== Exercise instructions ==
Output every entry below as a two-column CSV with the header input,output and one row per entry. Put the entry's text in input and its answer in output, each in a single quoted field with line breaks replaced by spaces.

(Entries from a point labeling set)
▽

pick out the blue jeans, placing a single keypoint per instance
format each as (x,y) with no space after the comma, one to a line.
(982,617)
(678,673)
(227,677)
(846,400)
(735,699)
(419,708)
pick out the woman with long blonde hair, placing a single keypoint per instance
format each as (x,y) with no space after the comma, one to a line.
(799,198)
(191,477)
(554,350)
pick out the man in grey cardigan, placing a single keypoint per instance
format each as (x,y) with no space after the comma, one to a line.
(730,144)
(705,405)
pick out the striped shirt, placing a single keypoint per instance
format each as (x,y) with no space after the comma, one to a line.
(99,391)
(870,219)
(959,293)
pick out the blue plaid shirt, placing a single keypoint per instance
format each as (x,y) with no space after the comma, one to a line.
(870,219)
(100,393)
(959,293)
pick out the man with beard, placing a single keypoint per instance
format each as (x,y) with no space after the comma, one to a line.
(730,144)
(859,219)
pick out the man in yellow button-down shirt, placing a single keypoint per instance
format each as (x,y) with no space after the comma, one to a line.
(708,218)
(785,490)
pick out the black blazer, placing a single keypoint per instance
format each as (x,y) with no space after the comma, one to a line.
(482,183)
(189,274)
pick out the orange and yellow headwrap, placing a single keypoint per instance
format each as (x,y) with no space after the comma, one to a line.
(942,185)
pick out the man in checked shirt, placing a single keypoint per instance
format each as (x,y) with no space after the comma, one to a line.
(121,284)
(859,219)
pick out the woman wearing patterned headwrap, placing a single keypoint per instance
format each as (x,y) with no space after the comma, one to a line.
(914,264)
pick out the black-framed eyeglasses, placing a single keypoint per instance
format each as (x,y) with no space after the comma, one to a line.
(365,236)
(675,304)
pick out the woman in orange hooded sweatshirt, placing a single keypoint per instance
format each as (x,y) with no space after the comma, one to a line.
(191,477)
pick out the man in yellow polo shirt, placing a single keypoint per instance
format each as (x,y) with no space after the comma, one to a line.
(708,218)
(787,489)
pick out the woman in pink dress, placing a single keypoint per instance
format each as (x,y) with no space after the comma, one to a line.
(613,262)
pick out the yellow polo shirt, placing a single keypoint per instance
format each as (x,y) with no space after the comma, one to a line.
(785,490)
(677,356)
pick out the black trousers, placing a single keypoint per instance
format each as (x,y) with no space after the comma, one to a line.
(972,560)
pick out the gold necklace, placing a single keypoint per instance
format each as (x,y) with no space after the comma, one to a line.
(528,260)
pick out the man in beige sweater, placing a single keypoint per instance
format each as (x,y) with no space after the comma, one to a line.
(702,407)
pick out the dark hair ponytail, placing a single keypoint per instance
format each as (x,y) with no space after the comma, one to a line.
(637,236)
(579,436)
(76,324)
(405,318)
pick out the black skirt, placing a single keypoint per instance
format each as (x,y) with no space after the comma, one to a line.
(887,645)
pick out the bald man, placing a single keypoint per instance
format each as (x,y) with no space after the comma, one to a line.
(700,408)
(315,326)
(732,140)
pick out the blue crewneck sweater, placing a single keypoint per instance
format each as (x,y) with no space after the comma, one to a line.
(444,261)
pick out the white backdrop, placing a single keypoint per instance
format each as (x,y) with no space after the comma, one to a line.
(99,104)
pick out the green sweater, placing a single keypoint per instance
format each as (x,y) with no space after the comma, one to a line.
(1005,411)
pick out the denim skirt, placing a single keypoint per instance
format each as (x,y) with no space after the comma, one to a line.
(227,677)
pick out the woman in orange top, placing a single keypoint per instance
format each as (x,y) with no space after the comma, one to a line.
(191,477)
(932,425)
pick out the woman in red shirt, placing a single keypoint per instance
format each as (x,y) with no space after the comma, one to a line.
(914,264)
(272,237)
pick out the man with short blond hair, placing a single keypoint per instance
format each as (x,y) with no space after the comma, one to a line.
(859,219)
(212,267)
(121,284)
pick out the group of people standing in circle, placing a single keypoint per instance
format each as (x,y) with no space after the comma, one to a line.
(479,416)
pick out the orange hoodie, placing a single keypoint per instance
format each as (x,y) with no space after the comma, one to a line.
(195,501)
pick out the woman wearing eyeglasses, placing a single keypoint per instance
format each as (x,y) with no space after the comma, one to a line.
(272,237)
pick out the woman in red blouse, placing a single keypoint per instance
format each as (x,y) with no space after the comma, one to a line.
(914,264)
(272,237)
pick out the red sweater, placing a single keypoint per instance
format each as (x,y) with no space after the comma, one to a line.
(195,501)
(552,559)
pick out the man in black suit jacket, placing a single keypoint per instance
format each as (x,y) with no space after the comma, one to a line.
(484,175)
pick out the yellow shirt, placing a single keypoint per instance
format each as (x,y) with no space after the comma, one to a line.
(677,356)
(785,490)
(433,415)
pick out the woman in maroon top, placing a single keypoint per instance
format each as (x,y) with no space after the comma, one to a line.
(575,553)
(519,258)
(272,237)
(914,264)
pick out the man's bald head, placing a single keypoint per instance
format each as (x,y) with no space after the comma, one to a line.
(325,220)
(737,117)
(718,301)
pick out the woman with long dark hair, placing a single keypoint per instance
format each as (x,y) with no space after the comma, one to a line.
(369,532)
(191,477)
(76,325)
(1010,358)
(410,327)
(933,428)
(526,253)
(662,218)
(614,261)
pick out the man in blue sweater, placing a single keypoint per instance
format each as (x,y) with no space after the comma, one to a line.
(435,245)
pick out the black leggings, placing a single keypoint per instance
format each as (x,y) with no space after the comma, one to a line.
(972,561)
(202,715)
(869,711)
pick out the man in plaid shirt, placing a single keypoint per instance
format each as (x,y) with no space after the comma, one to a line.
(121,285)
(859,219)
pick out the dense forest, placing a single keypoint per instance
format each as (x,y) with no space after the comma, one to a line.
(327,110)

△

== Full output ==
input,output
"pick out the blue jeans, placing a single keypoint per instance format each as (x,y) with no space after the comma, one to a line.","(982,617) (678,673) (227,677) (846,400) (735,699) (419,708)"
"pick out the woman with long blonde hair, placing a single keypoint per instance format each as (x,y) with no space after the comma, one to a line.","(799,198) (191,477) (554,350)"
"pick out the man in grey cardigan, placing a single keypoint per instance format each as (x,y) with no space after the comma, one to a line.","(730,144) (705,405)"
"pick out the striped shirt, placing a single keypoint per instance format each as (x,y) with no space after the comma, one to a line.","(99,391) (870,219) (959,293)"
"pick out the blue plaid shirt, placing a single keypoint per instance format each as (x,y) with no space after the comma, one to a line.","(870,219) (100,393) (959,293)"
"pick out the man with beard, placing a single keypoint per instance format each as (x,y) with no space after the comma, one to a line.","(730,144) (859,219)"
"pick out the man in yellow button-down shirt, placing a single keypoint per instance format each as (x,y) with no space after the comma, one to a line.","(708,218) (785,490)"
"pick out the black blazer, placing a single keypoint per instance format each as (x,y) with no space after the comma, one to a line.","(482,183) (189,274)"
"pick out the orange and yellow headwrap, placing a single keypoint per instance format each as (x,y) with no space after the comma, one to a line.","(942,185)"
"pick out the man in checked shirt, placing a single keypoint per instance format each as (x,y) with no space after the comma, one to a line.","(121,284) (859,219)"
"pick out the woman wearing patterned headwrap, placing a single keypoint per instance format each as (x,y) with no space after the comma, one to a line.","(914,264)"
"pick out the black-framed eyeglasses, placing a single keypoint per instance format each as (x,y) with no space after the comma, one to a line.","(365,236) (675,304)"
"pick out the woman in orange hooded sweatshirt, placing a single keypoint per instance format each as (x,y) with no space after the comma, one to a line.","(191,477)"
"pick out the man in yellow polo shirt, placing a single keypoint per instance format each as (x,y) with no space after the comma, one to a line.","(708,218) (787,489)"
"pick out the woman in pink dress, placing a single keypoint per instance format each as (x,y) with no space after the comma, one to a line.","(613,262)"
"pick out the yellow polo shirt, placing a single keypoint per instance format each as (x,y) with no space after the comma, one to a line.","(785,490) (677,356)"
"pick out the black trousers, placing a single keypoint per instance format each as (x,y) with no space after the comma, one to a line.","(972,560)"
"pick out the gold necklace, placing a single keypoint per instance format each as (x,y) with no space after the comma, one to a line.","(528,260)"
"pick out the man in beige sweater, placing a single keypoint per instance format each as (x,y) with no space after the comma, one to a line.","(702,407)"
"pick out the dark hair ponytail, placing a single keypoint per instance format each as (x,y) with no space after the comma, one to a line.","(637,236) (579,436) (76,324) (405,318)"
"pick out the black skirt, placing a single keypoint per instance format each as (x,y) with no space after the comma, one to a line.","(887,645)"
"pick out the bald man, placing a single keypoint per instance format each as (x,y) with no space after the comma, one to a line.","(700,408) (315,326) (732,140)"
"pick out the blue crewneck sweater, placing a single keypoint per instance format each as (x,y) with no space after the comma, one to a line.","(444,261)"
"pick out the white backdrop, placing a single keypoint per instance format each as (x,y) with no space after the comma, one to a line.","(99,104)"
"pick out the green sweater, placing a single keypoint per instance format each as (x,y) with no space after the comma, one to a line.","(1005,411)"
"pick out the denim skirt, placing a single keypoint per instance format each as (x,y) with no space after the comma, one to a line.","(227,677)"
"pick out the woman in orange top, placing a single keypoint per instance format each as (x,y) with no space after the comma, one to a line.","(191,477) (932,425)"
"pick out the woman in red shirt, placing a single keypoint per instance format each as (x,y) with no space after the comma, one to a line.","(914,264) (272,237)"
"pick out the man with short blond hair, placing a single keypoint per instance format each as (x,y) with no space after the comma, one to a line.","(859,219) (212,267) (121,284)"
"pick out the group of people standing in circle, placing a single keypoint per instance format each as (x,y) with no space after the comma, one to a line.","(479,416)"
"pick out the orange hoodie, placing a single keypoint per instance format each as (x,y) with no space after the comma, one to a line.","(195,501)"
"pick out the woman wearing eyeglasses, placing a single keypoint per instance format each as (x,y) with no space after the comma, one to a line.","(272,237)"
"pick out the woman in red blouse, placing a single keypoint per instance format each as (x,y) with no space after the comma, one to a line.","(914,264) (272,237)"
"pick out the red sweater, placing a single keypoint per instance format each as (x,y) with no space after the comma, one to a line.","(195,501) (552,559)"
"pick out the man in black suit jacket, placing a single keypoint per instance format each as (x,y) with no space after the comma, one to a line.","(484,175)"
"pick out the yellow shirt, placing a single keypoint per instance format each as (x,y) with no space after the comma, one to a line.","(677,356) (785,490) (433,415)"
"pick out the woman in maroon top, placing a single keypoint per instance format each as (x,y) with no space after the comma, one to a line.","(575,553) (519,258) (272,237) (914,264)"
"pick out the man's bald head, placing a single keypoint per instance format each as (x,y) with no space after the comma, one to a line.","(325,220) (737,117) (718,301)"
"pick out the woman with long dark hair, placing a single keypoint per instance format each as (x,y) with no space after the comma, one to a line.","(369,532) (191,477) (76,325) (1010,358) (410,327) (933,428) (526,253) (662,218) (614,261)"
"pick out the man in blue sweater, placing a single keypoint per instance format each as (x,y) with no space after the comma, one to a line.","(435,245)"
"pick out the black leggings, placing a single keypoint per instance format each as (x,y) with no space after the comma, one to a line.","(972,561) (202,715) (869,711)"
"pick out the man in plaid shirt, placing a single keypoint per instance format each as (x,y) with no space after the comma, one to a line.","(121,285) (859,219)"
"pick out the dense forest, placing a single keypoint per instance format each as (x,y) with no space after the comma, one to a line.","(327,110)"